→ Text segment
------
More than 78% of Los Angeles County residents are willing to get the COVID-19 vaccine, according to a survey released Wednesday by the UCLA Center For Health Policy Research.

According to the survey’s preliminary data, the same number — 78.6% — of all residents statewide are ready to get the vaccine as soon as possible.

Among racial and ethnic groups throughout the state, Asians had high rates of willingness to get the vaccine at 88%, whites and multiracial residents also had high rates at 82.7% and 79.2%, respectively, and Latino and Black residents had lower rates of willingness at 72.5% and 58.1%, respectively, the study shows.

The California Health Interview Survey is released each year and conducted through interviews with more than 20,000 Californians on a range of topics. The pooled data from May through August reflects the latest in a series of estimates looking at the personal and financial effects of the pandemic on Californians.

“With the U.S. now seeing the first rollout of the vaccine, we feel that it’s important, especially as a public health research center, to assess the willingness of Californians to get vaccinated, as well as to look more closely at different geographic areas to identify disparities,” CHIS Director Todd Hughes said.

UCLA CHPR researchers emphasized that timely, effective, and lifesaving care may hinge upon accurate data determining gaps in treatment and care. Looking at differences in Californians’ perspectives on the vaccine, and whether they have been tested for or have received treatment for COVID-19 enables researchers, public health professionals, and decision-makers to find out who and how to assist during the pandemic.

The state has seen daily infection rates climb drastically over the past few weeks. Previous versions of the data show striking disparities among at-risk groups and across racial and ethnic minorities.
------
→ Extracted records

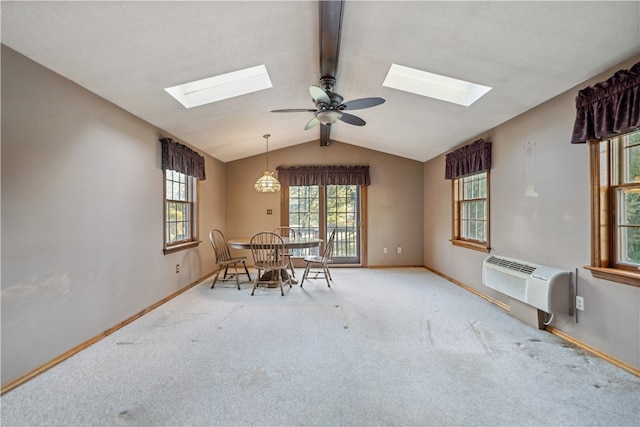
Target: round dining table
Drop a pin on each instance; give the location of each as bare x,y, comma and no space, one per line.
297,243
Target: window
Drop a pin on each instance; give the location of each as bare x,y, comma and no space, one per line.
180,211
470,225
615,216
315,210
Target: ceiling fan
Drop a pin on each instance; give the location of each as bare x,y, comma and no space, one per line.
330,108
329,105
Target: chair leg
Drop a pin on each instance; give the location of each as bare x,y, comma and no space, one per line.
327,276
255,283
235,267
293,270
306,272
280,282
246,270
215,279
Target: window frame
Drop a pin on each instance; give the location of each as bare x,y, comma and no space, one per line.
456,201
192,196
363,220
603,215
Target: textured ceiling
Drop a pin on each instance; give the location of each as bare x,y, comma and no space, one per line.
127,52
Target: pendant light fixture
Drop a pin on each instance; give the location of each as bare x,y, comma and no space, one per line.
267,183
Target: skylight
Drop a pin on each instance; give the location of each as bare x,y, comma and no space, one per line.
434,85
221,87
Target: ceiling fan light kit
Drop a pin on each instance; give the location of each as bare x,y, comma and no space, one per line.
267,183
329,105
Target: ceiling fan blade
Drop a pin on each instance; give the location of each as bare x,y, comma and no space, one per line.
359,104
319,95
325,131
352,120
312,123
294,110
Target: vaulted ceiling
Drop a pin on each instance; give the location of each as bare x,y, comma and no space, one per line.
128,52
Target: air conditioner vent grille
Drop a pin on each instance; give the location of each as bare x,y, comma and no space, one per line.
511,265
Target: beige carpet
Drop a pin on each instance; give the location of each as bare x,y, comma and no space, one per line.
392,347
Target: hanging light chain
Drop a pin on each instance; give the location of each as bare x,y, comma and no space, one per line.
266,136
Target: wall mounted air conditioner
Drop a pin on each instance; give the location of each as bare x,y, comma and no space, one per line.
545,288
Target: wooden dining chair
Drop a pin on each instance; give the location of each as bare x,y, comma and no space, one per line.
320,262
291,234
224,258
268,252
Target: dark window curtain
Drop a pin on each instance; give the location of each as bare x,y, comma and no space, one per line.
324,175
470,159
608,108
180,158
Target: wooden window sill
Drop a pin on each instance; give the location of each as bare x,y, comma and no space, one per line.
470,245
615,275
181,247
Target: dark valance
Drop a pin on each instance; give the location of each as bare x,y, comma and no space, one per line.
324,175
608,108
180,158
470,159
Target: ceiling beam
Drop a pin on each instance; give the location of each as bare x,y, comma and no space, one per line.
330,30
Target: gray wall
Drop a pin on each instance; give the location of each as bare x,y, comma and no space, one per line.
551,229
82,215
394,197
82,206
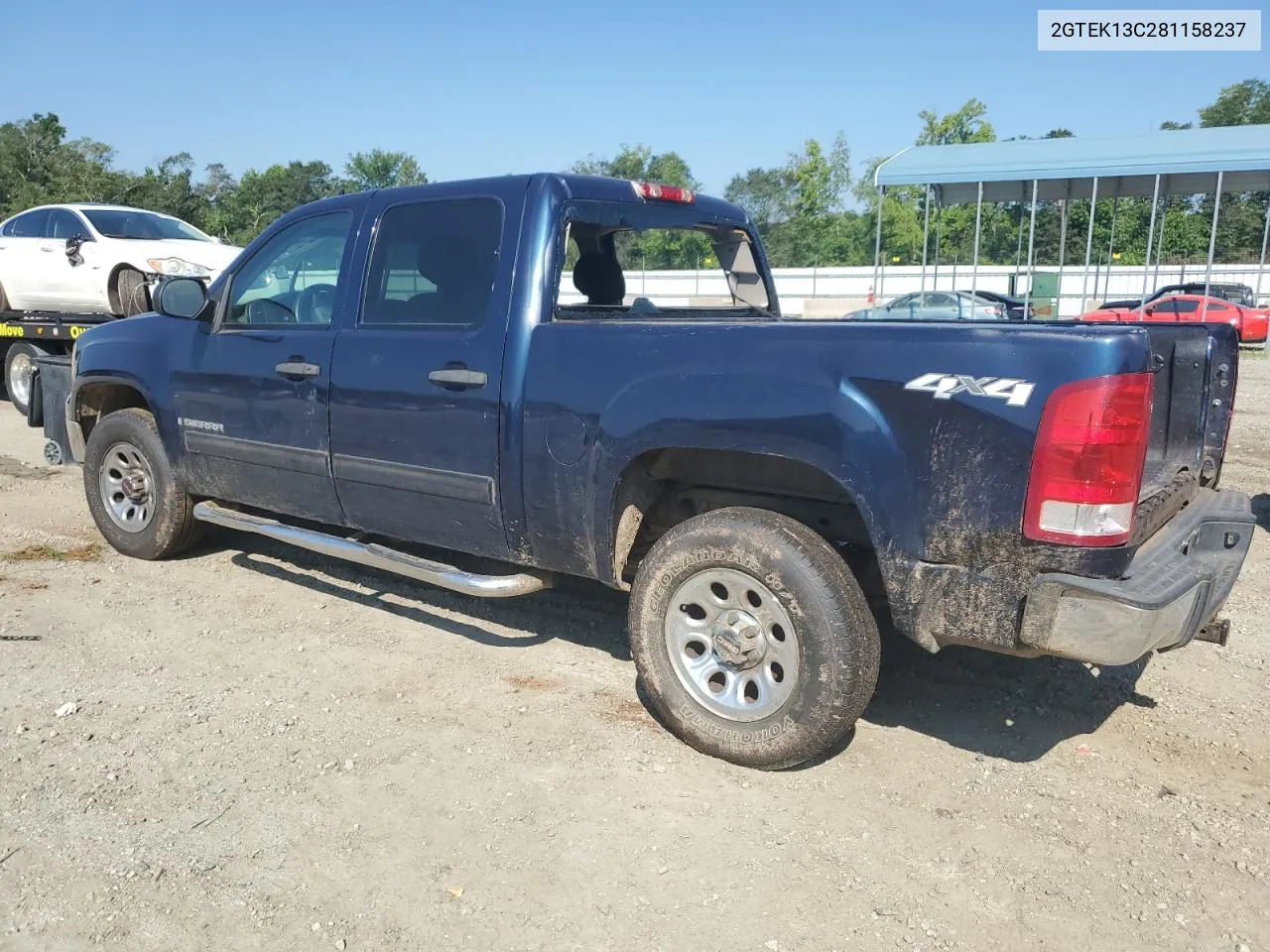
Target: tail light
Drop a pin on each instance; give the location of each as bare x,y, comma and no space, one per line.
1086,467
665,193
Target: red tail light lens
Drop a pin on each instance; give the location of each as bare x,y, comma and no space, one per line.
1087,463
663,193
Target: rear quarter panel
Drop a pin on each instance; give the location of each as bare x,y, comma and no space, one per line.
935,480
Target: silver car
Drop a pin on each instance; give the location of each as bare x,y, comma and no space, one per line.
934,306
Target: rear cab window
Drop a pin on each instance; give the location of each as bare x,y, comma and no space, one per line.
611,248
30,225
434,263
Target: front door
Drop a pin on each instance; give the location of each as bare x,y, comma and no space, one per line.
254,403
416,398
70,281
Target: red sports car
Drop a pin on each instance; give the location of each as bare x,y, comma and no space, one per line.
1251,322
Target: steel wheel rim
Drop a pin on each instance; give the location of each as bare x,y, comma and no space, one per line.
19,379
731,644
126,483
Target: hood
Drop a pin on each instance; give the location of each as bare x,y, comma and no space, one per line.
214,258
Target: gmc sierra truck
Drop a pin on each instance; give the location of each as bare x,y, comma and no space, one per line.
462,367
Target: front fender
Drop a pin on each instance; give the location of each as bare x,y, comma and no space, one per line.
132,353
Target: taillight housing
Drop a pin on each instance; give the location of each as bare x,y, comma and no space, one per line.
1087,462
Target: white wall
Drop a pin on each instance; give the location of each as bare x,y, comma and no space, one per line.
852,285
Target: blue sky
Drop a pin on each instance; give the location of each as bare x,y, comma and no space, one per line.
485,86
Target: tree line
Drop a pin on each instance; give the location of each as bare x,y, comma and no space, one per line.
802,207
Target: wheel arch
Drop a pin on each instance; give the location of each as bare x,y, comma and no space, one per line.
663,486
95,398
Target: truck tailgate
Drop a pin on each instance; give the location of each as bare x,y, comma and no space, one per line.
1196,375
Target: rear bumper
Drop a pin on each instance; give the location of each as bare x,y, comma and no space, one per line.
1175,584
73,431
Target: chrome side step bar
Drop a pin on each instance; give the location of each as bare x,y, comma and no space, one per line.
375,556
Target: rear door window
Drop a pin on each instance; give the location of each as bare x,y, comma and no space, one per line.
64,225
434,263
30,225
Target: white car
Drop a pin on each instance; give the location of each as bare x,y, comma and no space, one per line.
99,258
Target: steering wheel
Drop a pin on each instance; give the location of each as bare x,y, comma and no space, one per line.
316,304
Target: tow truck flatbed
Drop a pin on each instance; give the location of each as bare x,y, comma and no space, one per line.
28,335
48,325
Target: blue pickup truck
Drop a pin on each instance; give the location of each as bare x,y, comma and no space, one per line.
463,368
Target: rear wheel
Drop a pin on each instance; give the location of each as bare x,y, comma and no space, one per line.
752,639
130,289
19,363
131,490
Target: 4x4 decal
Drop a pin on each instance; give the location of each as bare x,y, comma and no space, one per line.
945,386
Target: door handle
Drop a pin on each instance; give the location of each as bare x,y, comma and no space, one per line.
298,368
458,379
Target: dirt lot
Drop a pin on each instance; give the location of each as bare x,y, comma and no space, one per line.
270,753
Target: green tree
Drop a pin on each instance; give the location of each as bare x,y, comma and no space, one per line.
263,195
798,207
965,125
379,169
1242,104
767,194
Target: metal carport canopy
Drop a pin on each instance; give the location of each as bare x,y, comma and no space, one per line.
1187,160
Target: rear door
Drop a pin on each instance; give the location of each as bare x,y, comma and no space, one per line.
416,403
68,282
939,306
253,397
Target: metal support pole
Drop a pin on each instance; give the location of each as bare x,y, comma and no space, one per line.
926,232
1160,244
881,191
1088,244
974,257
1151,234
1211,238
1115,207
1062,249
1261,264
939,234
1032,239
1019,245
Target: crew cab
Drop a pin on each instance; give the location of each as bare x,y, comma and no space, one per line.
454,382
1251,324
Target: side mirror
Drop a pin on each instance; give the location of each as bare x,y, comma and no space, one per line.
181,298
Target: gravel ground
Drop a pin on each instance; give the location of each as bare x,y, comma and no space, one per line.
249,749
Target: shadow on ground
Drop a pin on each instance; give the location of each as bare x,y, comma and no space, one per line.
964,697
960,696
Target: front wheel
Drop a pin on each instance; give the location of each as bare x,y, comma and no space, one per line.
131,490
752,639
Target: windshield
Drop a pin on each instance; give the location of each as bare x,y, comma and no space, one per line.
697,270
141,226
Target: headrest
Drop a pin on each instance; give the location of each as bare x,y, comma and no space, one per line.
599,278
------
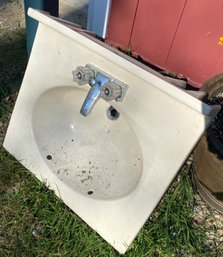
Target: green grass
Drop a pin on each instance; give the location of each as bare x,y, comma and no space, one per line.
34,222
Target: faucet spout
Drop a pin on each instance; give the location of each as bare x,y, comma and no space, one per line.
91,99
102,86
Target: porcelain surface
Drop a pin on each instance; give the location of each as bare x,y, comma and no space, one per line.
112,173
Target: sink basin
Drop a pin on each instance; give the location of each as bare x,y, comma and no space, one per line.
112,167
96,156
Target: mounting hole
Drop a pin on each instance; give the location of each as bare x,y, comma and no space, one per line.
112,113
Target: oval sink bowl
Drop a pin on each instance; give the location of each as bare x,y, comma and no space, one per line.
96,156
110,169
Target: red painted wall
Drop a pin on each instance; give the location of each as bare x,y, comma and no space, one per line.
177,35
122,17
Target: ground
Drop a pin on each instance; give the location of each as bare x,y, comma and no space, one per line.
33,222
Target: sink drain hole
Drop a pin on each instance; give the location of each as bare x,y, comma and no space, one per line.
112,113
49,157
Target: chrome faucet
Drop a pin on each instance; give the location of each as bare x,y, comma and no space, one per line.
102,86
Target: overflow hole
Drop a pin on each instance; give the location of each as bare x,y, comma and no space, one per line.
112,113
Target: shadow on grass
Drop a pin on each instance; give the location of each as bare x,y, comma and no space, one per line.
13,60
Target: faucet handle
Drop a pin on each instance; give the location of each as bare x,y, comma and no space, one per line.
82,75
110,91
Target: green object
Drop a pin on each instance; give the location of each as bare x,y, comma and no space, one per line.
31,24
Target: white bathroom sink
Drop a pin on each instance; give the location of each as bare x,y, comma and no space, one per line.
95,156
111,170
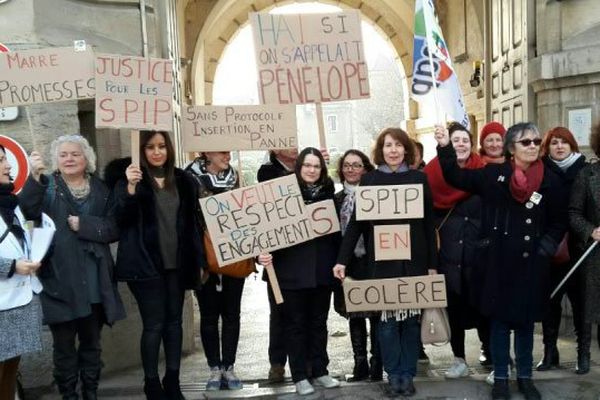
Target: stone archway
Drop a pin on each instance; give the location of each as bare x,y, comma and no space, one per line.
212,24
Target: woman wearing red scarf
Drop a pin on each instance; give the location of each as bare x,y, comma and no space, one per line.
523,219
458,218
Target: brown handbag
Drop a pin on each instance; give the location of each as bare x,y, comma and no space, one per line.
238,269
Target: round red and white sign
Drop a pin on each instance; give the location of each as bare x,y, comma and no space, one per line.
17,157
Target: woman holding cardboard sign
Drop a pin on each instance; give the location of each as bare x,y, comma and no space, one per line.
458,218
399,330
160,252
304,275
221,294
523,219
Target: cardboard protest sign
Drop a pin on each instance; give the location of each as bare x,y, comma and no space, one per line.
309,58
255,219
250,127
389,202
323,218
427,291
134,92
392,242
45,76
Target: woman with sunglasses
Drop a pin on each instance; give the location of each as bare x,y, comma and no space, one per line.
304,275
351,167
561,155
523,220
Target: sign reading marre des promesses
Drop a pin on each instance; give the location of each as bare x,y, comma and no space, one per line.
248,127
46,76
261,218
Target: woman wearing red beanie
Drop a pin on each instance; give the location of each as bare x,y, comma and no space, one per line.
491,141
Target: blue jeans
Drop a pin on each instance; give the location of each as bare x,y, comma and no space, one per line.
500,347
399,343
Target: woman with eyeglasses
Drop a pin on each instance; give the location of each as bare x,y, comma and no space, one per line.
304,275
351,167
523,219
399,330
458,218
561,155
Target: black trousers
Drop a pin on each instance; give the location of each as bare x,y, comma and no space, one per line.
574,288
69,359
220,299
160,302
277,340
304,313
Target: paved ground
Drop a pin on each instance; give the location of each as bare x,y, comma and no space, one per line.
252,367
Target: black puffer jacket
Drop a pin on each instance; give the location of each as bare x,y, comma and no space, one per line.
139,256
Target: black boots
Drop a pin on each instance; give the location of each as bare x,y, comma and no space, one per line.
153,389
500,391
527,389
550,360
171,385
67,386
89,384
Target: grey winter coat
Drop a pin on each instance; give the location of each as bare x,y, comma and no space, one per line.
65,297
------
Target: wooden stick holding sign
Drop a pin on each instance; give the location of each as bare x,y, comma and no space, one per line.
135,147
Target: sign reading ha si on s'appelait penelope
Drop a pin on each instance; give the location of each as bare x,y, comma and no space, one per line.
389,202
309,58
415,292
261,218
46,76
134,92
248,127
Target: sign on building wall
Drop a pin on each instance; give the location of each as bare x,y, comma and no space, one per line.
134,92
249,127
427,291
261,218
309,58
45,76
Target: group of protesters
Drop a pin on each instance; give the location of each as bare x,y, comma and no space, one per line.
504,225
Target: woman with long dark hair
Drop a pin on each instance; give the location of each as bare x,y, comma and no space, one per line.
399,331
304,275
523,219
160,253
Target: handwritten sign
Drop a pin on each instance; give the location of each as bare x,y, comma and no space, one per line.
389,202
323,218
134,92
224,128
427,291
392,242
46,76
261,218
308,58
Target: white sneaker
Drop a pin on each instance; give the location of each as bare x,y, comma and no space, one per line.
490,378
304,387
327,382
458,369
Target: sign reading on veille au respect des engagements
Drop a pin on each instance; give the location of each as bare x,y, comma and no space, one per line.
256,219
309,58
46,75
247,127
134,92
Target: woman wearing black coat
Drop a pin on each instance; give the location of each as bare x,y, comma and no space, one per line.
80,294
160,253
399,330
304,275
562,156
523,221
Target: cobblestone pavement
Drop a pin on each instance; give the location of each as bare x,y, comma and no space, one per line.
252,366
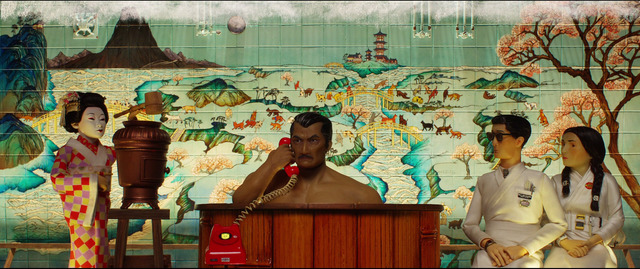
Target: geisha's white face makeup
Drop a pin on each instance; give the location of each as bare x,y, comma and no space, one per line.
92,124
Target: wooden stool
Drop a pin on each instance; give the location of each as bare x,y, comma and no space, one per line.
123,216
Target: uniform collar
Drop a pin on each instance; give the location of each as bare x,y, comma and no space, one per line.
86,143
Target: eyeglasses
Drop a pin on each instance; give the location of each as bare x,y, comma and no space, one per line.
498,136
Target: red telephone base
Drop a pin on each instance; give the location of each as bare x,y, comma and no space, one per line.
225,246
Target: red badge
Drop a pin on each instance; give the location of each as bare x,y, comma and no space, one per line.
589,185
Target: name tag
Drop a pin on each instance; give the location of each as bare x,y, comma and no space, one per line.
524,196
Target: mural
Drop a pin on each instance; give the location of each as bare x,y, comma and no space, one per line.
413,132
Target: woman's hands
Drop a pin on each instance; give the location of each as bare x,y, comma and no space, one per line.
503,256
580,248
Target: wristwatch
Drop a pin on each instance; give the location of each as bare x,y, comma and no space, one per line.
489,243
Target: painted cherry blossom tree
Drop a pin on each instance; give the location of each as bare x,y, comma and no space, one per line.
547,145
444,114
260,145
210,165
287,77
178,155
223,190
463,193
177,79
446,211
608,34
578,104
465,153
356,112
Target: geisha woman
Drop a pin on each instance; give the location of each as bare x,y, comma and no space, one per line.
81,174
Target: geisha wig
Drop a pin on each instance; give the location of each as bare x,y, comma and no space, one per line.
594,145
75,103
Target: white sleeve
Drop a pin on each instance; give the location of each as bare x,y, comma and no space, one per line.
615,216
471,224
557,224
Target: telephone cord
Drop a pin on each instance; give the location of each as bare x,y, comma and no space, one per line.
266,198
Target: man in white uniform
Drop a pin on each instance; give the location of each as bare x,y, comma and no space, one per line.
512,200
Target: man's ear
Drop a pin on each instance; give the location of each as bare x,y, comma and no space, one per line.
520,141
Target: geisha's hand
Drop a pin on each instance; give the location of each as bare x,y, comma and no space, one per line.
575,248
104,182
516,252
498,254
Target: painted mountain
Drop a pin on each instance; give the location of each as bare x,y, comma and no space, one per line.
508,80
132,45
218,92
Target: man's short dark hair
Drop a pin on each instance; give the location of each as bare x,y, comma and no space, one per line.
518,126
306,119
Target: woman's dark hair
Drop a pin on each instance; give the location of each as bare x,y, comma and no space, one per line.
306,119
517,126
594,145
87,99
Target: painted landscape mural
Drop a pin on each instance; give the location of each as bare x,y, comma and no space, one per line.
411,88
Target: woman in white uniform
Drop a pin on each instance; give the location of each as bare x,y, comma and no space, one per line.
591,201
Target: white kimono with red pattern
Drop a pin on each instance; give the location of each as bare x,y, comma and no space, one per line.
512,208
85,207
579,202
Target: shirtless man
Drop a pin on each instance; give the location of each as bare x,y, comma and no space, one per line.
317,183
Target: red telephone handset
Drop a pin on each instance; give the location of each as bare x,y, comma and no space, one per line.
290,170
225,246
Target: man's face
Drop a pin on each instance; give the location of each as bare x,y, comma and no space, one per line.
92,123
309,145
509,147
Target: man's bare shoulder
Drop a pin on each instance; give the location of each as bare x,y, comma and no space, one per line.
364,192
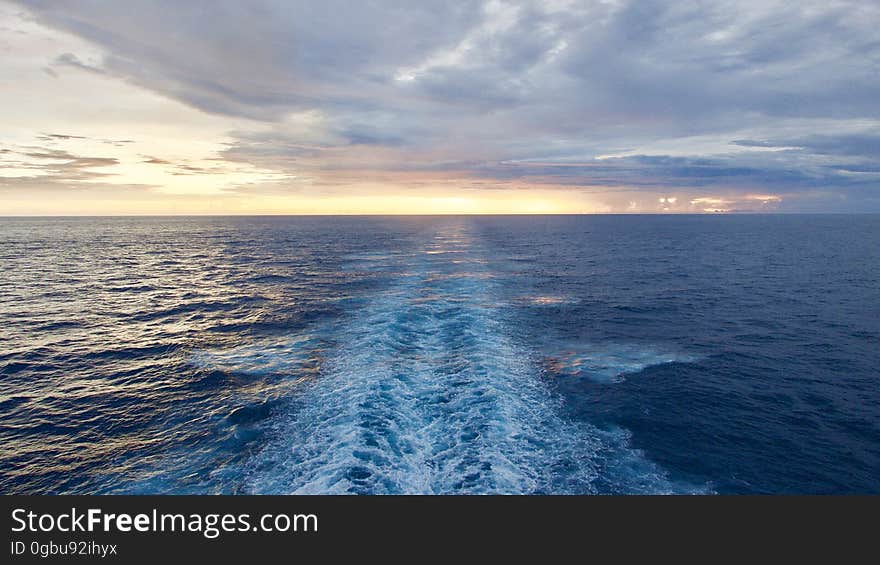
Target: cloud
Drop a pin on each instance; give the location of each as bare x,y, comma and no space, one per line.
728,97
------
→ Exercises to complete
**a)** In the vaccine survey text, rewrite the part starting at "The California Health" and ending at "pandemic on Californians.", changing "pooled data" to "combined data".
**b)** According to the vaccine survey text, why do researchers examine differences in Californians' views on the vaccine and in whether they have been tested or treated for COVID-19?

→ Solutions to each task
**a)**
The California Health Interview Survey is released each year and conducted through interviews with more than 20,000 Californians on a range of topics. The combined data from May through August reflects the latest in a series of estimates looking at the personal and financial effects of the pandemic on Californians.

**b)** It lets researchers, public health professionals, and decision-makers find out whom to assist during the pandemic and how. The researchers stressed that timely, effective, and lifesaving care may depend on accurate data that identify gaps in treatment and care.